### DOCUMENT SEGMENT:
═══

Chicken-Fried News: Free at last
Ingvard Ashby

In accordance with journalism’s “Man Bites Dog” rule, Oklahoma has been making national headlines recently for — get this — actually letting people out of prison. First, as reported on Nov. 4 by CNN, the state released more than 460 nonviolent inmates before their original sentences were completed in the largest single-day mass commutation in U.S. history. Gov. Kevin Stitt told the newly free Oklahomans, “We really want you to have a successful future,” and we really hope he means it. The number of people released en masse equals about 1 percent of the 43,000 Oklahomans the Prison Policy Initiative estimates are currently incarcerated.

Then, on Nov. 8, CNN reported another almost-kind-of-in-a-sad-way-positive Oklahoma story when Tondalao Hall, 35, was released from prison after serving 15 years of a 30-year sentence for “failure to protect” her 3-month-old daughter from child abuse.

“In 2004, Hall and her then-boyfriend, Robert Braxton, were arrested on child abuse charges after she took two of her youngest children to the hospital,” CNN reported. “In 2006, after serving two years in county jail, Braxton pleaded guilty to two counts of abuse. He was sentenced but given probation and released from custody.”

Meanwhile, Hall, who pleaded guilty to enabling child abuse, was sentenced to 30 years in prison. In a statement released before she was, Hall thanked God for keeping her “safe and sane” during the time she has already served, but to give you an idea of how long 15 years is, here’s an incomplete list of things that have happened while Hall was in prison: We’ve had three different presidents and popes; five Star Wars films were released; Kanye West went from telling a live national audience that the president doesn’t care about black people to wearing a MAGA hat in the Oval Office; and Hall’s children have aged 15 years.

═══

### WORK ORDER 1:
Copy the news column word for word from "In accordance with" to "are currently incarcerated.".
### WORK ORDER 2:
Answer these questions from the news column:
(a) How many nonviolent inmates did Oklahoma release in the mass commutation?
(b) How old was Tondalao Hall when she was released?
(c) After pleading guilty, what happened to Robert Braxton's sentence?

═══

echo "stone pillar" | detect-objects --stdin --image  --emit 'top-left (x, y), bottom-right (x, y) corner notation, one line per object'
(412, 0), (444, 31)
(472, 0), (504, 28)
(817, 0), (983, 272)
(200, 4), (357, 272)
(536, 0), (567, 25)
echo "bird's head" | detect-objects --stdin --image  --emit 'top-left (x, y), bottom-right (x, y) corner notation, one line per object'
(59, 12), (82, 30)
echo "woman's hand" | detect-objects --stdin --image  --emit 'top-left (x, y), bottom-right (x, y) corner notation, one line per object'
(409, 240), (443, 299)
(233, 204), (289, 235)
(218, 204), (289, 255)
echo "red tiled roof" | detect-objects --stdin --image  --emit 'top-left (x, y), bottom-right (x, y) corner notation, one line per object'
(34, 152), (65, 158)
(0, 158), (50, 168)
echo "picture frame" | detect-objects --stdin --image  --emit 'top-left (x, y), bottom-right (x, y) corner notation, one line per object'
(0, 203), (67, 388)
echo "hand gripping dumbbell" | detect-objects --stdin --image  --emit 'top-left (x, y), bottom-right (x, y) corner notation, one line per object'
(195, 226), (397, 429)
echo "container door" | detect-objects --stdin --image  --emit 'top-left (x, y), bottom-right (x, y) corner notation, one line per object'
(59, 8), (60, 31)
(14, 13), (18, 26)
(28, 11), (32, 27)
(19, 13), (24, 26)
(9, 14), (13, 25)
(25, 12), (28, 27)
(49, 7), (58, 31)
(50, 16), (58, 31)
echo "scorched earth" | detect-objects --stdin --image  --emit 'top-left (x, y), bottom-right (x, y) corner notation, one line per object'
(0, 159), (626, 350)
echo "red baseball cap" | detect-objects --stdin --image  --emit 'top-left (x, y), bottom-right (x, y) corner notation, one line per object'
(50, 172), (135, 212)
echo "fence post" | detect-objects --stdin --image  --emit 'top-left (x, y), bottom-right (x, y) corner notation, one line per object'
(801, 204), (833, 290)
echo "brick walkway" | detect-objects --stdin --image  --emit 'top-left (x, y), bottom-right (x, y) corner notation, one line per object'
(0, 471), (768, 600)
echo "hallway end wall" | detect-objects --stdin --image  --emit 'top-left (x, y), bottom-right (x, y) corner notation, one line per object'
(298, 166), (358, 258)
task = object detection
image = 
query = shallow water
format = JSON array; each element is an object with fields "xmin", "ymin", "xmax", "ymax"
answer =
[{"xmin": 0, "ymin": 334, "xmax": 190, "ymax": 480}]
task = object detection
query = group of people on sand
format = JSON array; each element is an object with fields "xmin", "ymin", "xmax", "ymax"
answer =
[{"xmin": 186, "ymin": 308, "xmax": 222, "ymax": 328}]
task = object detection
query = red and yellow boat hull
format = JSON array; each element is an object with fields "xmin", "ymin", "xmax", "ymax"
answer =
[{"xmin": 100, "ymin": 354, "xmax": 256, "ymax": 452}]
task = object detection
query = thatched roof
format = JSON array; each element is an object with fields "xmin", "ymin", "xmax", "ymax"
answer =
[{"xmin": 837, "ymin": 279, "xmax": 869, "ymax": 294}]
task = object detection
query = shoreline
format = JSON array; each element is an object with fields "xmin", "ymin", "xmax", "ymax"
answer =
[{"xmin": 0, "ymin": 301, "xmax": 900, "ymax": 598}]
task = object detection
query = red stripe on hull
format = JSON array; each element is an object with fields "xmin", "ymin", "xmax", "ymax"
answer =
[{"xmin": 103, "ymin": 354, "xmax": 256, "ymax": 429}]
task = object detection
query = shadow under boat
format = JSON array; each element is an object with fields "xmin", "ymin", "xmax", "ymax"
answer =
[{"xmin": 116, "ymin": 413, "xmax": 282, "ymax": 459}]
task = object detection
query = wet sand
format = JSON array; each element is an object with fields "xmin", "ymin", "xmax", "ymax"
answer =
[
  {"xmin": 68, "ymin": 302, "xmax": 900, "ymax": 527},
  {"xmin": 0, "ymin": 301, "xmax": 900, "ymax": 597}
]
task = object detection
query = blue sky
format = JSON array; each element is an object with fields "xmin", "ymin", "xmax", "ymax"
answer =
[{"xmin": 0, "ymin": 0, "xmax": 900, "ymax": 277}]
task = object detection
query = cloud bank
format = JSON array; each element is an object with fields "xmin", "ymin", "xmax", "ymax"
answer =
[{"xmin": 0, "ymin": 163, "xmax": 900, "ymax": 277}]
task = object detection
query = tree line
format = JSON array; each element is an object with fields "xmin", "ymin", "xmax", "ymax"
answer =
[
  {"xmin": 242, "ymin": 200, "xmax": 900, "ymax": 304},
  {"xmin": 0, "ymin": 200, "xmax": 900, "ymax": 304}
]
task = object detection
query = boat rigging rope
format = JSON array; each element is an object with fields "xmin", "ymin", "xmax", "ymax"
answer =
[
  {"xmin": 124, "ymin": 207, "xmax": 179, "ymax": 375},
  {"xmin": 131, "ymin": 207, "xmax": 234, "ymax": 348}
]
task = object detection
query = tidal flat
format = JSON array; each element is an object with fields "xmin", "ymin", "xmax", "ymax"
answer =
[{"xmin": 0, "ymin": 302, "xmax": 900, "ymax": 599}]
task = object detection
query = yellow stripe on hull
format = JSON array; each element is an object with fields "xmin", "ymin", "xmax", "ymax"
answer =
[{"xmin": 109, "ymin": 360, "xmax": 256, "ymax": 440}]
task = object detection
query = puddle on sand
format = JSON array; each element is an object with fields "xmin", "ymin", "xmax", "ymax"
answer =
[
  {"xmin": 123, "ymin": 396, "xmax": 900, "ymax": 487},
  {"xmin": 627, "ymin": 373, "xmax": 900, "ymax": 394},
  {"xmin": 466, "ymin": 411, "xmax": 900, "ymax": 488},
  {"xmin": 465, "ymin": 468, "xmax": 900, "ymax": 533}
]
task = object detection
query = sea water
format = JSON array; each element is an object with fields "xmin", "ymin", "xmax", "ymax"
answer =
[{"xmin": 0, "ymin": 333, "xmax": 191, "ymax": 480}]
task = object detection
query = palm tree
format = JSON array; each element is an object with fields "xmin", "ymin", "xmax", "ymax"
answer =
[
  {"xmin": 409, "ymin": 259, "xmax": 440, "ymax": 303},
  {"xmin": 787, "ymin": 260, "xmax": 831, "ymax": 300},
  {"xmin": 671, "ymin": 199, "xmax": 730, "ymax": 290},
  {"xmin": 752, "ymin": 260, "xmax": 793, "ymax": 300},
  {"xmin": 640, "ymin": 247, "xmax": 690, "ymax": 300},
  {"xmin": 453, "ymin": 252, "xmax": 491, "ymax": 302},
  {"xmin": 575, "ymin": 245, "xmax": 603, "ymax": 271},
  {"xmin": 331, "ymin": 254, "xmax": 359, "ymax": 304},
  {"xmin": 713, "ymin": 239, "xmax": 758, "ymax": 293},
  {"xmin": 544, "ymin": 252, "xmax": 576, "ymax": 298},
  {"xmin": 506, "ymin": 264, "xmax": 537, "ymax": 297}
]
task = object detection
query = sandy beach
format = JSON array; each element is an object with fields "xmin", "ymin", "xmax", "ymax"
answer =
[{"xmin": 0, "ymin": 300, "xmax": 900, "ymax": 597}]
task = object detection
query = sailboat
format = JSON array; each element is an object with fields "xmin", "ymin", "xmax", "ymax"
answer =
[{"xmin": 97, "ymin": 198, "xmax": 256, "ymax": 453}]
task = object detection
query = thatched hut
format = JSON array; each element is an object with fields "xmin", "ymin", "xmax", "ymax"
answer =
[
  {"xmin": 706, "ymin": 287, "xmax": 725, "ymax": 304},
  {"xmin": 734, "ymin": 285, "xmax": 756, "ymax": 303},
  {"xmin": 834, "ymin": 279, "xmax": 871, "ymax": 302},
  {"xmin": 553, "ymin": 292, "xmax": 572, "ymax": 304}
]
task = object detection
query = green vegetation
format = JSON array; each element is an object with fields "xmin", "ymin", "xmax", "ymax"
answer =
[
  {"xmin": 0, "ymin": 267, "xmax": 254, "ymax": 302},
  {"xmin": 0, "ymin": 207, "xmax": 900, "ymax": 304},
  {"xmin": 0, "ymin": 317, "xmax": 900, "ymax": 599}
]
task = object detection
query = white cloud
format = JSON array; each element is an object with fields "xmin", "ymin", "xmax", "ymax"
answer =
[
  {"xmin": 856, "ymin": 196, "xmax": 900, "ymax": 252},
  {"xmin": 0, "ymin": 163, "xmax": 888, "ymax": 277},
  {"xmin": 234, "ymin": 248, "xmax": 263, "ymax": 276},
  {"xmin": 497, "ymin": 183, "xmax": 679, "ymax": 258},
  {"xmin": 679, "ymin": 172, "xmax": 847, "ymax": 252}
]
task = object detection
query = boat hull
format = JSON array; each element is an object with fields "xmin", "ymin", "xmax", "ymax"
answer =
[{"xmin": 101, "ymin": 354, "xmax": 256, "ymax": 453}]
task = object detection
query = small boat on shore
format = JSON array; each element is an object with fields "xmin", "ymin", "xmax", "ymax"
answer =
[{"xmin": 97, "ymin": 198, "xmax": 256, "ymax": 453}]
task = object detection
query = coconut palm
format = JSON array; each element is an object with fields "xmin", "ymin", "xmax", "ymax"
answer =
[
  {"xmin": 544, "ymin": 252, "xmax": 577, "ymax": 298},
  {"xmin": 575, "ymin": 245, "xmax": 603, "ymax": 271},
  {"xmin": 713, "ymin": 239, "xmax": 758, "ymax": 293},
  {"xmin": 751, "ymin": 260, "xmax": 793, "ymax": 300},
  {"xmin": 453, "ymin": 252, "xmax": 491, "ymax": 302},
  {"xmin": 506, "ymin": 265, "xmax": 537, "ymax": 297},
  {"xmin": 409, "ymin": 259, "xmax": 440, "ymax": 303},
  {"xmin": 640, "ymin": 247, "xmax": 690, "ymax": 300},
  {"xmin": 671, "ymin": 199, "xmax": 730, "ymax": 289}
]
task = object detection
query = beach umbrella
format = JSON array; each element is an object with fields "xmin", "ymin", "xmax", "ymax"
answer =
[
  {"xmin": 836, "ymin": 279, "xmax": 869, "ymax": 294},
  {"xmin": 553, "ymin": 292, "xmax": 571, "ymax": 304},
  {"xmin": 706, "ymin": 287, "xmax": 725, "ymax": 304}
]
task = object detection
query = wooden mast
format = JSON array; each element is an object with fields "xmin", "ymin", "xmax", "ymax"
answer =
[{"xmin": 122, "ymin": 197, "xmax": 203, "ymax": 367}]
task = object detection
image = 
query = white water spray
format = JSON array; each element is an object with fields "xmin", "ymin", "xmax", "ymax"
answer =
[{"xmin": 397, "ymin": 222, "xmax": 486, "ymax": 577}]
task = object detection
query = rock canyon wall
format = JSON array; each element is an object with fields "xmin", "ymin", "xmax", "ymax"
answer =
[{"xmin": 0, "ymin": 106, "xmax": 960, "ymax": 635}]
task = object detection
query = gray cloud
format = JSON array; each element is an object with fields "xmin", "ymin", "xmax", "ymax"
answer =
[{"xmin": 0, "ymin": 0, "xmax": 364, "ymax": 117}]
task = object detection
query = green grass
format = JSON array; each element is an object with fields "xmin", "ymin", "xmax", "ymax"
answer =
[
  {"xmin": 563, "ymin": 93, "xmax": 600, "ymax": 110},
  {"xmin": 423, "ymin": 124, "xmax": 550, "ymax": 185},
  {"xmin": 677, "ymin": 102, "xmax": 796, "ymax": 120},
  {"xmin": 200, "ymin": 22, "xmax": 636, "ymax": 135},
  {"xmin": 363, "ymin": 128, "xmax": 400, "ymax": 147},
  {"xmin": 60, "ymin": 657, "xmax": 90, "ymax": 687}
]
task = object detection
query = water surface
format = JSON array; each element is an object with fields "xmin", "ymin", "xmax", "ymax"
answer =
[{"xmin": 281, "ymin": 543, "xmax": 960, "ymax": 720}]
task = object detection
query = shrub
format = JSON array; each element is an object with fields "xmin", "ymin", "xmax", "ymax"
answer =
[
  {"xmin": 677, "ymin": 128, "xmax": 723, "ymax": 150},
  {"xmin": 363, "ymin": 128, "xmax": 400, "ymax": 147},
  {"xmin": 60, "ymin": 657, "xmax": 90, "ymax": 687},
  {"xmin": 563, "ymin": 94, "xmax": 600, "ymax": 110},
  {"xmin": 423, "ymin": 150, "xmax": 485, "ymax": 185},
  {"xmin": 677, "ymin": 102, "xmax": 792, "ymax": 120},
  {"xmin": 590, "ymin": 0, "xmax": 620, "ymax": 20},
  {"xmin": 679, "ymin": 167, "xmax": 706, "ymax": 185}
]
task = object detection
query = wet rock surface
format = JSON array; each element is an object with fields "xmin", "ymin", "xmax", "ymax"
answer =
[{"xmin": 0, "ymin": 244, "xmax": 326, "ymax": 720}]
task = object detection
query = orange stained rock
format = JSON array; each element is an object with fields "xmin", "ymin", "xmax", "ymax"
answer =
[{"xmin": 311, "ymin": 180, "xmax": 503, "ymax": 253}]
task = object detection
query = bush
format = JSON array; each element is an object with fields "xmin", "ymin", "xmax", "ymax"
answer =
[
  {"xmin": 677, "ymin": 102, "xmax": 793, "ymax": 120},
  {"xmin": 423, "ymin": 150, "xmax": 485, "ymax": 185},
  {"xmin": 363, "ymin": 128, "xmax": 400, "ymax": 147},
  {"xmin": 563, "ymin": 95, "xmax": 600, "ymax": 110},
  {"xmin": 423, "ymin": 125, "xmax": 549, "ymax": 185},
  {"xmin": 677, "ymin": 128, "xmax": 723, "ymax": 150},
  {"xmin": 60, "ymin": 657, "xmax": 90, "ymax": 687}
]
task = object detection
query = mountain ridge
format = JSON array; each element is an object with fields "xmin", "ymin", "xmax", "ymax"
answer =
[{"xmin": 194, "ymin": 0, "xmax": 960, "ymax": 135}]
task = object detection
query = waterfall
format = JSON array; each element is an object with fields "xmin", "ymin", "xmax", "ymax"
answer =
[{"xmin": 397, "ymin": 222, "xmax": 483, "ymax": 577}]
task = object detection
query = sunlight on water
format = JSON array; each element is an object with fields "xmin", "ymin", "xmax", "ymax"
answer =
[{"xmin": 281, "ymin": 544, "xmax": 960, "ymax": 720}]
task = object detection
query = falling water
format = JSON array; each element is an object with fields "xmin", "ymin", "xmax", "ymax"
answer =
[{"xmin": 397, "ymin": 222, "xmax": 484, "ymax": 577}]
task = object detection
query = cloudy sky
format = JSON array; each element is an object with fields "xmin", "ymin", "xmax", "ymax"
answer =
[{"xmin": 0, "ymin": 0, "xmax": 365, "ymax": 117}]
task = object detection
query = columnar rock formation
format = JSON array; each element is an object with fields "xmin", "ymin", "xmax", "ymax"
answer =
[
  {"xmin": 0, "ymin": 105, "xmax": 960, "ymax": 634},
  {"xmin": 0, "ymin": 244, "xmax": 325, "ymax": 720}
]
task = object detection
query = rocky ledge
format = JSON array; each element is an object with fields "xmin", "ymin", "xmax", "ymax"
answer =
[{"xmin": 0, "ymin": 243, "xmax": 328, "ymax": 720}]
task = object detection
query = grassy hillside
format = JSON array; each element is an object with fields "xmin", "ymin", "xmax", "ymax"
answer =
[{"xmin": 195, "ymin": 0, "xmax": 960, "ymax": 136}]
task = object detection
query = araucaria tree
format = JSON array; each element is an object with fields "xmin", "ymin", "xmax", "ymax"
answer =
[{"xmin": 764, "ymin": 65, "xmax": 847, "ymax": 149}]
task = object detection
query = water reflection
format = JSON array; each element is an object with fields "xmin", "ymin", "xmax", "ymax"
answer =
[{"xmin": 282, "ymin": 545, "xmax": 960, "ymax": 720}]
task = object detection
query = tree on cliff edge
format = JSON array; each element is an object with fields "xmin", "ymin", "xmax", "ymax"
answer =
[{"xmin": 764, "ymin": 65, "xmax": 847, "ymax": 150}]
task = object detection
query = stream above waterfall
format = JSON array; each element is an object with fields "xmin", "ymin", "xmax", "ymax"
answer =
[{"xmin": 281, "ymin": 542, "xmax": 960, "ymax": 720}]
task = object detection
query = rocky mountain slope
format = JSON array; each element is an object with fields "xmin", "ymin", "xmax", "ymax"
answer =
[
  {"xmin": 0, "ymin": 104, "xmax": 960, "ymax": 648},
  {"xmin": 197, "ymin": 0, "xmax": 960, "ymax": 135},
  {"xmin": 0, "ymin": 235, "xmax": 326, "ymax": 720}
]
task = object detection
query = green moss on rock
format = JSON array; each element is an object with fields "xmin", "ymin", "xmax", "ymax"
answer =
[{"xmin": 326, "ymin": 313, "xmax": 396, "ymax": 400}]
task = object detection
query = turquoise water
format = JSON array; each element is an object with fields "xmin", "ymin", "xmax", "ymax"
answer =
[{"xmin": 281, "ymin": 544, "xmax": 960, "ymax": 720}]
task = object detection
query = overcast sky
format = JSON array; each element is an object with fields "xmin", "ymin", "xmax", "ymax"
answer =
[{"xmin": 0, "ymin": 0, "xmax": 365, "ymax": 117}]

═══

### RESPONSE AREA 1:
In accordance with journalism’s “Man Bites Dog” rule, Oklahoma has been making national headlines recently for — get this — actually letting people out of prison. First, as reported on Nov. 4 by CNN, the state released more than 460 nonviolent inmates before their original sentences were completed in the largest single-day mass commutation in U.S. history. Gov. Kevin Stitt told the newly free Oklahomans, “We really want you to have a successful future,” and we really hope he means it. The number of people released en masse equals about 1 percent of the 43,000 Oklahomans the Prison Policy Initiative estimates are currently incarcerated.

### RESPONSE AREA 2:
(a) More than 460.
(b) 35.
(c) He was sentenced but given probation and released from custody.